*Data provided*:

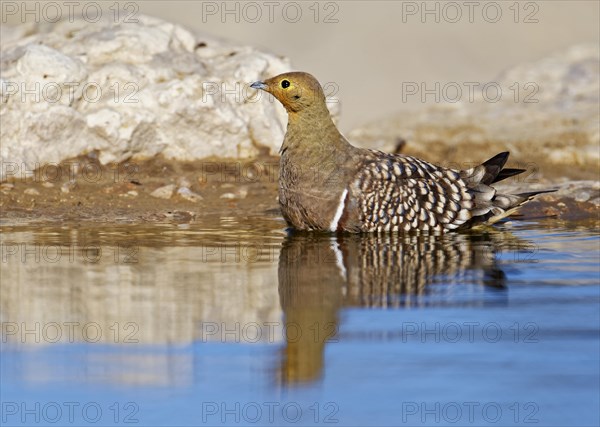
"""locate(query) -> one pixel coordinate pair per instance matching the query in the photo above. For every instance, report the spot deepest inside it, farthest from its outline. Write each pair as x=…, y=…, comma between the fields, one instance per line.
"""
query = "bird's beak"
x=259, y=85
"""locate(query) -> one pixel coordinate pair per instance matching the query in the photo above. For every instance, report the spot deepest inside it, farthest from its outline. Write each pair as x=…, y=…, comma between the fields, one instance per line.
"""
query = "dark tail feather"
x=493, y=167
x=507, y=173
x=531, y=194
x=488, y=205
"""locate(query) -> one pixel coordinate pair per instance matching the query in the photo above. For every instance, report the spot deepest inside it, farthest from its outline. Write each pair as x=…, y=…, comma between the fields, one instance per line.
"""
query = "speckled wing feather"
x=396, y=192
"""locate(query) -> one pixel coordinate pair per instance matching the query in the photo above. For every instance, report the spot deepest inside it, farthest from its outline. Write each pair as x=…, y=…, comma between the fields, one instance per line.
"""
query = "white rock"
x=547, y=112
x=164, y=192
x=189, y=195
x=31, y=192
x=132, y=90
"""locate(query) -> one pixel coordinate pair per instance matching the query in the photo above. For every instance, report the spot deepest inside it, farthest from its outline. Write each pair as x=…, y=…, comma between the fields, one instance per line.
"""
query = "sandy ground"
x=364, y=50
x=82, y=190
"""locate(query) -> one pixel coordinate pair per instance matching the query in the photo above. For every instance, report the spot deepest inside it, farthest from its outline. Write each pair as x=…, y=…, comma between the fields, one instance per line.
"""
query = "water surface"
x=233, y=321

*What the task requires*: When you copy the data above, keep each line exact and omit the pictures.

*Exercise result*:
"""locate(query) -> one pixel coordinate pair per instance matching the query in the photo above. For every instance, report the spot deepest inside it, farthest from its outline. Write each pair as x=…, y=…, comma between the fields, one instance per line.
"""
query = "bird's beak"
x=259, y=85
"""locate(query) -> one pixel coordinate pair per instance matching the query in the photo above. For every instance, report the spot deepest inside it, farthest from its outline. Write each pair as x=…, y=…, comma between the fields, one instance per line.
"""
query = "dark tail feather"
x=493, y=167
x=507, y=173
x=531, y=194
x=488, y=205
"""locate(query) -> one pixel coordinate pair per instance matching the query in the photo above. For every instance, report the spot deepest inside it, farthest from its outline. Write each pair as x=…, y=…, comma between the fields, one instance per line.
"""
query = "speckled wing feather"
x=396, y=192
"""locate(query) -> one pixel coordinate pair per instance matching the query in the photo above. For every instance, report the spot deepest inside it, farthest from its outline. Write each pair as x=…, y=…, comma between the fields, one instance per line.
"""
query = "white rock"
x=547, y=112
x=164, y=192
x=189, y=195
x=31, y=192
x=132, y=90
"""locate(query) -> one pixel coordinate pair per instance matching the query in the photo above. For every instance, report the spot deepest inside it, farthest from its outline. Write each pair as x=…, y=…, comma between the fields, one instance per line.
"""
query = "sandy ground"
x=364, y=50
x=82, y=190
"""locate(query) -> one pixel coordinate pair per instance matching the query in the photo above. For every instance, report the spot deepest inside it, farthest from its outline. Write each pair as x=…, y=…, comma between the fields, one instance per line.
"""
query = "water surface"
x=233, y=321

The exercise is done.